## STATED TASK
Repeat the following lines exactly and nothing else: the line containing "the woman in" and each line after it through the end of the listing.
** Begin EXERCISE DATA **
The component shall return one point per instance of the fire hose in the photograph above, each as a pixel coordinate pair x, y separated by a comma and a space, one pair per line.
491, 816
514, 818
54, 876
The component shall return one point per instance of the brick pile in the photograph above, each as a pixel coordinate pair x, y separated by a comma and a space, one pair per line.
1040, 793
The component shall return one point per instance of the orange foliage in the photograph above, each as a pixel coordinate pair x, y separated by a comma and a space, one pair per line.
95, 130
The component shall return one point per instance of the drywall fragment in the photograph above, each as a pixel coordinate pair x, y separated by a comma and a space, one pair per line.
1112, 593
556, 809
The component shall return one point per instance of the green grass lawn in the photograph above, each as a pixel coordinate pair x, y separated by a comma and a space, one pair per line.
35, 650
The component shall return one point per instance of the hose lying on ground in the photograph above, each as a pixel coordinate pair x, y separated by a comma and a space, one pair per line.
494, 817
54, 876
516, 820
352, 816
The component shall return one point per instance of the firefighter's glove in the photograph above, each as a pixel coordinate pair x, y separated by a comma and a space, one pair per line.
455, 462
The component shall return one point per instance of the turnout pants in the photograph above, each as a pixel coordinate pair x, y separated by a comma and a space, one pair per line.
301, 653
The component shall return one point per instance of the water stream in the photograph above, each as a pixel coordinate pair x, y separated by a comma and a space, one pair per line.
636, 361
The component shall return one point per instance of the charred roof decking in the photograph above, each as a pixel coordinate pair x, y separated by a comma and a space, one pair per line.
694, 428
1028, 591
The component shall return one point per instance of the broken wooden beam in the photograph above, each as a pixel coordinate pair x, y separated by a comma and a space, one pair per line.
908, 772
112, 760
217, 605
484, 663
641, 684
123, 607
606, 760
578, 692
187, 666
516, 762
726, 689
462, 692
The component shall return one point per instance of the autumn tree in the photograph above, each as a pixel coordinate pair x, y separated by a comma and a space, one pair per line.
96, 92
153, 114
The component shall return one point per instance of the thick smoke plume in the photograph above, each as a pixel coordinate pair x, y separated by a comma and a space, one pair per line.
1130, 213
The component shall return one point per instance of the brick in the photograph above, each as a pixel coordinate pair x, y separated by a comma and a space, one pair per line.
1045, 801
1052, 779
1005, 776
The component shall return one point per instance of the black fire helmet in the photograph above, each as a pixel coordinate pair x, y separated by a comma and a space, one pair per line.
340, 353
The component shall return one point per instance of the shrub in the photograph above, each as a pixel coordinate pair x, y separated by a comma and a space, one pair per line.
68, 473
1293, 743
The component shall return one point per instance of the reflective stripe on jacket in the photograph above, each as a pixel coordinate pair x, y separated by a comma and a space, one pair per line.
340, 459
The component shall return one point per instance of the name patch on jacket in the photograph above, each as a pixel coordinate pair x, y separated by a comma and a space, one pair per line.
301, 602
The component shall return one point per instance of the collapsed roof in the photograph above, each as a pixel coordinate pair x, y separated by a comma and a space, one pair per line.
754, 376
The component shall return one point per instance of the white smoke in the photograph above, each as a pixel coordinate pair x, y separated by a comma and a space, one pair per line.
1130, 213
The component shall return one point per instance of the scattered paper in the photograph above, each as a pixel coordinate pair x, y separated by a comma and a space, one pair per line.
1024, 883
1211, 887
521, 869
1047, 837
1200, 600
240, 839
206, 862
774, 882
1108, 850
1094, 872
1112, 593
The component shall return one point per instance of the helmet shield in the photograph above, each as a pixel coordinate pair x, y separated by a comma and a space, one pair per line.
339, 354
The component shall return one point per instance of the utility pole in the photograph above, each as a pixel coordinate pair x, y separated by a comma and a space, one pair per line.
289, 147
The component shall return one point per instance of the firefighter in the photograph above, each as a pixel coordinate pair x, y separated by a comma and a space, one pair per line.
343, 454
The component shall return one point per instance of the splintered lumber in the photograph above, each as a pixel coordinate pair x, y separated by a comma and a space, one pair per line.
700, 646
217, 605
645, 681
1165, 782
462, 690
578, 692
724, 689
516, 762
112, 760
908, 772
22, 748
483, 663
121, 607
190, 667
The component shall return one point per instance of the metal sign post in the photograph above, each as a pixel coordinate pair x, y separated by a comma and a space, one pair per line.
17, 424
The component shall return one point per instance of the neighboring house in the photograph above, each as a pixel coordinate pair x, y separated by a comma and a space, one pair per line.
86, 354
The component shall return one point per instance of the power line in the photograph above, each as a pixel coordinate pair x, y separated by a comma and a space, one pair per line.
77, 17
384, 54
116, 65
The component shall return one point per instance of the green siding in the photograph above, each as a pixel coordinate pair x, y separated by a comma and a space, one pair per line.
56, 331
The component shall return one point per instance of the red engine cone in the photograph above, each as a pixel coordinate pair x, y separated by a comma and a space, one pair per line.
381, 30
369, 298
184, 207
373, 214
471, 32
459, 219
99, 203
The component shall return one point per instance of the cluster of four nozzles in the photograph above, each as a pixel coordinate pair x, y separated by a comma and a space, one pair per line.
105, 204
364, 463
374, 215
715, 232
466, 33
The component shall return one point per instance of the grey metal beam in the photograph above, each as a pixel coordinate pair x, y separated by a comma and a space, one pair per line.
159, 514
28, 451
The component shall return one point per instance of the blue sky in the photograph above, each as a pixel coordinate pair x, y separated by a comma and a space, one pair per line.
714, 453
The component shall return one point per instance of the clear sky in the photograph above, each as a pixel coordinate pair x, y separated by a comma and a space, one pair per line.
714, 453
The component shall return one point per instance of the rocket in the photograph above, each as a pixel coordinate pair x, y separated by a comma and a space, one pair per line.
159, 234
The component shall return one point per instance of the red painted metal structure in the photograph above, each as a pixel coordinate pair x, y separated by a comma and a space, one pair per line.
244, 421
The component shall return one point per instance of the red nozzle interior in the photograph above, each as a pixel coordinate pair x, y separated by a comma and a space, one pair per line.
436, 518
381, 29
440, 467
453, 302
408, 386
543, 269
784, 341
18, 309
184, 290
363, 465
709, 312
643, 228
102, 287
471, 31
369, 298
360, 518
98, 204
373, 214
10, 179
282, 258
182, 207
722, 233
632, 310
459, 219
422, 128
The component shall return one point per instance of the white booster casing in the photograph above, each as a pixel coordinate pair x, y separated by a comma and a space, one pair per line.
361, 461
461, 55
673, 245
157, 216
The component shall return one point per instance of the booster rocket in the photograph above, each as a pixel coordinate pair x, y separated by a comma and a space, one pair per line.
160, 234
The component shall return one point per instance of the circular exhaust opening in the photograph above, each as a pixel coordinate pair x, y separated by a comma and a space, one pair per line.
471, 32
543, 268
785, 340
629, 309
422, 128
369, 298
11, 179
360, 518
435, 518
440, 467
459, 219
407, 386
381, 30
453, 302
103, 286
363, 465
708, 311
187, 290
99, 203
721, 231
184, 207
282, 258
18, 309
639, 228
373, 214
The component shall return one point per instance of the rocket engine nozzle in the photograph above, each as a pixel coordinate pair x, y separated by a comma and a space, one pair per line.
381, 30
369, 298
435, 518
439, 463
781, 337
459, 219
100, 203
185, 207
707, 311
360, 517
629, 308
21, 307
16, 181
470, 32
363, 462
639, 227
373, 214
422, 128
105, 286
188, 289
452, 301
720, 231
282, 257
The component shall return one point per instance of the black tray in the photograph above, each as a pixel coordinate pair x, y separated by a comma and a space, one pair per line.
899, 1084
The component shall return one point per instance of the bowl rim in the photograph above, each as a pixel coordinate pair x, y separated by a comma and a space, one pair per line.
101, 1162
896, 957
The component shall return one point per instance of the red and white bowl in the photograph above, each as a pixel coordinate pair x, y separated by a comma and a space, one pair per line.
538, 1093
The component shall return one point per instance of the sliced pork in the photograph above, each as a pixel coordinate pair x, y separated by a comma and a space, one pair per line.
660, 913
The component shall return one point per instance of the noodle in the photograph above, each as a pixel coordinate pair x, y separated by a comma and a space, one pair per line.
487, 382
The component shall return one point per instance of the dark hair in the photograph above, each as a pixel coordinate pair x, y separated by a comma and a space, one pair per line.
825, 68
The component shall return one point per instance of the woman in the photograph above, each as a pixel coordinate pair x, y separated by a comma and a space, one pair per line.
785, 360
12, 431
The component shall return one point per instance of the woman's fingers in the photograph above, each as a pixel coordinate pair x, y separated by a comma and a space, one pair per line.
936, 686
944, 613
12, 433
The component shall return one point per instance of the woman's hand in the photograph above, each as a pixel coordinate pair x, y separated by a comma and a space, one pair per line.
** End EXERCISE DATA **
## SOLUTION TO THE EXERCISE
The component shall return one point per instance of the woman in the photograph above, each as a pixel coordinate pair x, y separated by a comma and a space, one pair per line.
785, 360
12, 431
The component shall return one point per instance of the woman's fingers in the photograph above, each as a pixel coordinate pair x, y separated by a comma and a space, one pair per line.
936, 686
944, 613
12, 433
The component shall return one point per instance of the woman's hand in the photograph above, each as a pixel coordinate pair x, y separated by a comma and a space, one pair per line.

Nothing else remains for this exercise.